## OBJECTIVES
**1)** Copy the passage from the text about the song "Can't Find the Time", starting at "1967 single by" and ending at "on the recording.", and switch "drummer" to "percussionist".
**2)** Proceed with the text about the song "Can't Find the Time" from where it stops, and do not use the listing.
+++ SOURCE TEXT
Single by Orpheus

from the album Orpheus
- B-side: "Lesley's World"
- Released: December 1967 (U.S.) August 1969
- Genre: Pop, Soft rock
- Label: MGM
- Songwriter: Bruce Arnold
- Producer: Alan Lorber

Orpheus singles chronology
|  | "Can't Find the Time" (1967) | "Brown Arms in Houston" (1969) |

Music video
- Listen to "Can't Find the Time" (1969 TV performance) on YouTube

= Can't Find the Time =

1967 single by Orpheus

"Can't Find the Time" is a song originally recorded by Orpheus in October 1967, and released December 1967. It was the first release from their eponymous debut LP. The writer and lead singer is Bruce Arnold. Session drummer Bernard Purdie, who would later befriend Arnold and collaborate further, is among the musicians on the recording.
++++++
+++ DATA SHOWN
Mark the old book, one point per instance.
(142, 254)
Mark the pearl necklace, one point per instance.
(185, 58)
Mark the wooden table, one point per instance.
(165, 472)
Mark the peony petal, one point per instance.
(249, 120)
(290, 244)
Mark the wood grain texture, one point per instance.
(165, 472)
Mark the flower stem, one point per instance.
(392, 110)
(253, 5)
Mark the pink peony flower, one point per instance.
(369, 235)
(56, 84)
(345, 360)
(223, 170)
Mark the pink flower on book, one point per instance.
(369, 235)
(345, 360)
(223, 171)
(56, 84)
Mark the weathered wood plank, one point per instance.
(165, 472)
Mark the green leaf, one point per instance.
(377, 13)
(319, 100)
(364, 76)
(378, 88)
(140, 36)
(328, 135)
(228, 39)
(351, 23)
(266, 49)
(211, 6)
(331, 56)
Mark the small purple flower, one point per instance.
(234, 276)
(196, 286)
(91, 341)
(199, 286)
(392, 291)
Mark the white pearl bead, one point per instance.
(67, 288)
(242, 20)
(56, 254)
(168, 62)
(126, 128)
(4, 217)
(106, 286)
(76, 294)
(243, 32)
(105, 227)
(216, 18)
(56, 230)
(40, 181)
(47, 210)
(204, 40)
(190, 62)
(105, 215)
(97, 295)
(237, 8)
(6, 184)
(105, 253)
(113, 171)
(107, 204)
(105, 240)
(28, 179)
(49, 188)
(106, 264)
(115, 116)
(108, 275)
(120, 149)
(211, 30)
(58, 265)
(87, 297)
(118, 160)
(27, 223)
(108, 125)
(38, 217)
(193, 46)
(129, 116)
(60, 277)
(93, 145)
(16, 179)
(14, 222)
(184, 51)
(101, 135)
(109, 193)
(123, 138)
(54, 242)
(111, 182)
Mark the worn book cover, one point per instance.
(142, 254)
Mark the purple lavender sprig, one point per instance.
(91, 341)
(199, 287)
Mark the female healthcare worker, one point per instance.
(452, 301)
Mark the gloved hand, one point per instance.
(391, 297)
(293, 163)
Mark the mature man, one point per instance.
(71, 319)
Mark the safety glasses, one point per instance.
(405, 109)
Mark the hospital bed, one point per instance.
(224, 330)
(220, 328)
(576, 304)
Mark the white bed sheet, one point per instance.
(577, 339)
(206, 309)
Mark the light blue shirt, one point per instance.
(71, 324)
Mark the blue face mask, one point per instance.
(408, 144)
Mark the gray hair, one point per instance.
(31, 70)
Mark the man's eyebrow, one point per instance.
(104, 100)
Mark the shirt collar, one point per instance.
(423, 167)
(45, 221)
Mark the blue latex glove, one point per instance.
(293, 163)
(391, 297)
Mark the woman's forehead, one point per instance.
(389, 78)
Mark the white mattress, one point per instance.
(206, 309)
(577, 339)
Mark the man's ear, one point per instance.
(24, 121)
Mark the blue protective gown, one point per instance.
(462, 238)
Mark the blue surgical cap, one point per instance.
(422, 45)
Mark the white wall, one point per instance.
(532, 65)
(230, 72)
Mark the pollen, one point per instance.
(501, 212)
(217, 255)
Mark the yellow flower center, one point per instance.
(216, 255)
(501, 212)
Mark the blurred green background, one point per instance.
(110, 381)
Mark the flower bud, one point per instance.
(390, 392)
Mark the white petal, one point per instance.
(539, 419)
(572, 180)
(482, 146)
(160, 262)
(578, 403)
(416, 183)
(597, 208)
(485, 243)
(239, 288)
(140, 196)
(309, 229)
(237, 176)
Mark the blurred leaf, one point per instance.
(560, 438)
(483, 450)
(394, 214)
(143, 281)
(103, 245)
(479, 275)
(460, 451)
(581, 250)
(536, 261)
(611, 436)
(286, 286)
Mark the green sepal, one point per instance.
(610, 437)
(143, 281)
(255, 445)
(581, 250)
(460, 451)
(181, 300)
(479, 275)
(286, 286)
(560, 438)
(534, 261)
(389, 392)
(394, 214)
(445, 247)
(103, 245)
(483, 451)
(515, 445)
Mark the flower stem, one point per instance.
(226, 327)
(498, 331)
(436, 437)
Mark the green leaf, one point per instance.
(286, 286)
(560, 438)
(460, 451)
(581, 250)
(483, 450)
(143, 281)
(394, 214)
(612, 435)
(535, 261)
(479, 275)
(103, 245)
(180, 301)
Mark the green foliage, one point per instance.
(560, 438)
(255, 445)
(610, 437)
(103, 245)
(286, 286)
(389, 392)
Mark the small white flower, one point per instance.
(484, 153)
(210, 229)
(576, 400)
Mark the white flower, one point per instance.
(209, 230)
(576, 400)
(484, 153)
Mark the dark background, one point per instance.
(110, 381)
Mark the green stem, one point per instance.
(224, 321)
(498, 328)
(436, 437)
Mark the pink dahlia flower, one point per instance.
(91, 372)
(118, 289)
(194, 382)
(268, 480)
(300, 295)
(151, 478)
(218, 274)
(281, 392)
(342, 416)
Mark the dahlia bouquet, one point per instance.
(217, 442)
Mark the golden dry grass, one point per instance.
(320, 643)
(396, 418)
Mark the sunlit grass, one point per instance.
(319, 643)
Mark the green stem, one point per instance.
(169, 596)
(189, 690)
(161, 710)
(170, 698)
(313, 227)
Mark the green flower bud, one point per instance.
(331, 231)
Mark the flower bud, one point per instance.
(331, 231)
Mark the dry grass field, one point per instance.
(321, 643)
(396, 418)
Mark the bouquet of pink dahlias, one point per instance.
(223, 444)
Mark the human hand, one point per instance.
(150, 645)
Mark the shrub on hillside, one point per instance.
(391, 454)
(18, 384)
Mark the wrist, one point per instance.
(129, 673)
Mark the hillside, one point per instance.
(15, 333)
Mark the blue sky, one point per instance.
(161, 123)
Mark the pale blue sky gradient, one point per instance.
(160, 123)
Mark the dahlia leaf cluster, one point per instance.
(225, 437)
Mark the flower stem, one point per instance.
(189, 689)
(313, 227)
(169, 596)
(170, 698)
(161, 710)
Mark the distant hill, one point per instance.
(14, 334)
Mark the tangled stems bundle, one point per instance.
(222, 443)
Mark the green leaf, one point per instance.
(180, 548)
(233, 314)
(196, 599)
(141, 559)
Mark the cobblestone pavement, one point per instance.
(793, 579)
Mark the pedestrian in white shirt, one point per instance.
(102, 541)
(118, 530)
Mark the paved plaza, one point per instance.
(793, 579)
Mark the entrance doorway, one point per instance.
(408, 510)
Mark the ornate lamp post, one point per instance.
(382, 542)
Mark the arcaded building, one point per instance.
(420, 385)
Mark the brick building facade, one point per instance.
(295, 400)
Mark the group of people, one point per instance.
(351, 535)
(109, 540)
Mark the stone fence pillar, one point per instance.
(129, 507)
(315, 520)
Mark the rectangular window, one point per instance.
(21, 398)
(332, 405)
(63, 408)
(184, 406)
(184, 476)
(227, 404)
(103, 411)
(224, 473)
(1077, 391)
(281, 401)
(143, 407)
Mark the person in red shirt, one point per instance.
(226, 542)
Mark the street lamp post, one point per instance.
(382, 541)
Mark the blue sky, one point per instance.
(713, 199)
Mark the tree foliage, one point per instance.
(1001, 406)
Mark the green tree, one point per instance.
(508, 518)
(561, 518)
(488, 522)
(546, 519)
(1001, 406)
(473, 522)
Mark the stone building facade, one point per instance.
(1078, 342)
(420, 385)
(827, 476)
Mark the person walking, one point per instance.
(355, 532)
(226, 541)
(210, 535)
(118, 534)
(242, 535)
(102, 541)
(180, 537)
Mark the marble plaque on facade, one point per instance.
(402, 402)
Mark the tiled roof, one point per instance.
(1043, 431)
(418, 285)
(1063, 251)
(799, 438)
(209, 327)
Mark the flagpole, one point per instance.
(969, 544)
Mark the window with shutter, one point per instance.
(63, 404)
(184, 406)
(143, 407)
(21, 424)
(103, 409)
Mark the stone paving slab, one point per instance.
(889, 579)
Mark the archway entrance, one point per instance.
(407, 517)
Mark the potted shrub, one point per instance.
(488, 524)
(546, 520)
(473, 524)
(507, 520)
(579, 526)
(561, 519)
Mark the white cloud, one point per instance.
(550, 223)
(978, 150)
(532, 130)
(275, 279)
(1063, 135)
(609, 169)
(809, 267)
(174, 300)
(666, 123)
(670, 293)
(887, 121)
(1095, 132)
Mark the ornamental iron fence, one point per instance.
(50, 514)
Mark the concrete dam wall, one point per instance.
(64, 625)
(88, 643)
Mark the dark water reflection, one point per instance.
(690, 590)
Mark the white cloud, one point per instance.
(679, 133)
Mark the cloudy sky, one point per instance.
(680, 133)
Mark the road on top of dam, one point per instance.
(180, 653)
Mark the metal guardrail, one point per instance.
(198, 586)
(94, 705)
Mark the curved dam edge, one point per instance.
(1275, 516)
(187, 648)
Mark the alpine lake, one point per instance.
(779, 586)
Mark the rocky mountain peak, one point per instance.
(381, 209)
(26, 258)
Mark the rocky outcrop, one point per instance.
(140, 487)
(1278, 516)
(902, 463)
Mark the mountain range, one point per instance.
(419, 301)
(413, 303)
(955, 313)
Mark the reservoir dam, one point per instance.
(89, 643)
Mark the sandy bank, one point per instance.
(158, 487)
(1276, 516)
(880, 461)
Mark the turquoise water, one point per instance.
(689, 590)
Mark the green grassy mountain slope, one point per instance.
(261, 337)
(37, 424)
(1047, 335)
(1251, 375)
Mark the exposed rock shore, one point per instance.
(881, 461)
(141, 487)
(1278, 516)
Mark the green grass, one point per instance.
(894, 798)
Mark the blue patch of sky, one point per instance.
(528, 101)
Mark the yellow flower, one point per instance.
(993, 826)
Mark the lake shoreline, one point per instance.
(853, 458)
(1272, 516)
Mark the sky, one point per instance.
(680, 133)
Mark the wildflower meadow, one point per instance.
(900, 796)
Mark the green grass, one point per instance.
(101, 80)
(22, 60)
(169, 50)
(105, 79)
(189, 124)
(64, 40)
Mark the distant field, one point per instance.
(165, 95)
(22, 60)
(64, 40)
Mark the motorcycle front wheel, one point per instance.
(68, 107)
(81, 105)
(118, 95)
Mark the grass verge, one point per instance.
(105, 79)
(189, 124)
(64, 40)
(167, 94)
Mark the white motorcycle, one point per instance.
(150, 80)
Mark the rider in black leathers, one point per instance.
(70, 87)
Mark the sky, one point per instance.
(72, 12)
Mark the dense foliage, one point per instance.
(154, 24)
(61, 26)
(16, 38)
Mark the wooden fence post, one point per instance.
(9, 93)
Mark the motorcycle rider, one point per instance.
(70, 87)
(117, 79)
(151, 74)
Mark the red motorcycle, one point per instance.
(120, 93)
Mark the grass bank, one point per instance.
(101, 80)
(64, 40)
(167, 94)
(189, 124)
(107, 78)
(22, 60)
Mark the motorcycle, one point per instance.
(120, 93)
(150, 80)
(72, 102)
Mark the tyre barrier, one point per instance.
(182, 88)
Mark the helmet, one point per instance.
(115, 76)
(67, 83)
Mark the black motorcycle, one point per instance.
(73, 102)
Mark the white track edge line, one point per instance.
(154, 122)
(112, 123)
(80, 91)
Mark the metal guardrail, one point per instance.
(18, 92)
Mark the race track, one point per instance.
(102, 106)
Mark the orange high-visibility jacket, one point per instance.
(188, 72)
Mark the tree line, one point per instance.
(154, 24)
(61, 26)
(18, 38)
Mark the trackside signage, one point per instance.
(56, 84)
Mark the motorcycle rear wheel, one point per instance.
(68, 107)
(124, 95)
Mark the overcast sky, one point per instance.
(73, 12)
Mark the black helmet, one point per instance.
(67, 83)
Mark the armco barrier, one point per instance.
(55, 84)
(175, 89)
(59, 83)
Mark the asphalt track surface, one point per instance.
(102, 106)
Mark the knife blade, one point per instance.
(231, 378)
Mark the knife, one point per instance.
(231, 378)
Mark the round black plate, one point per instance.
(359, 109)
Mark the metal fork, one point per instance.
++++++
## PER-TASK OUTPUTS
**1)**
1967 single by Orpheus

"Can't Find the Time" is a song originally recorded by Orpheus in October 1967, and released December 1967. It was the first release from their eponymous debut LP. The writer and lead singer is Bruce Arnold. Session percussionist Bernard Purdie, who would later befriend Arnold and collaborate further, is among the musicians on the recording.

**2)**
Originally released in early 1968, the song charted very minorly in the U.S., but reaching #15 on WMCA in New York City. The single was re-released in late 1969, with somewhat better success. It reached #80 on the U.S. Billboard Hot 100 and #72 Cash Box. It was more popular in Canada, where it reached #63.

==Rose Colored Glass cover==
Dallas pop rock quartet Rose Colored Glass covered "Can't Find the Time" in 1971. It was a non-album single. Their version charted only in the U.S., but considerably higher than the prior releases, reaching #54. The song also reached #30 on the U.S. Easy Listening chart.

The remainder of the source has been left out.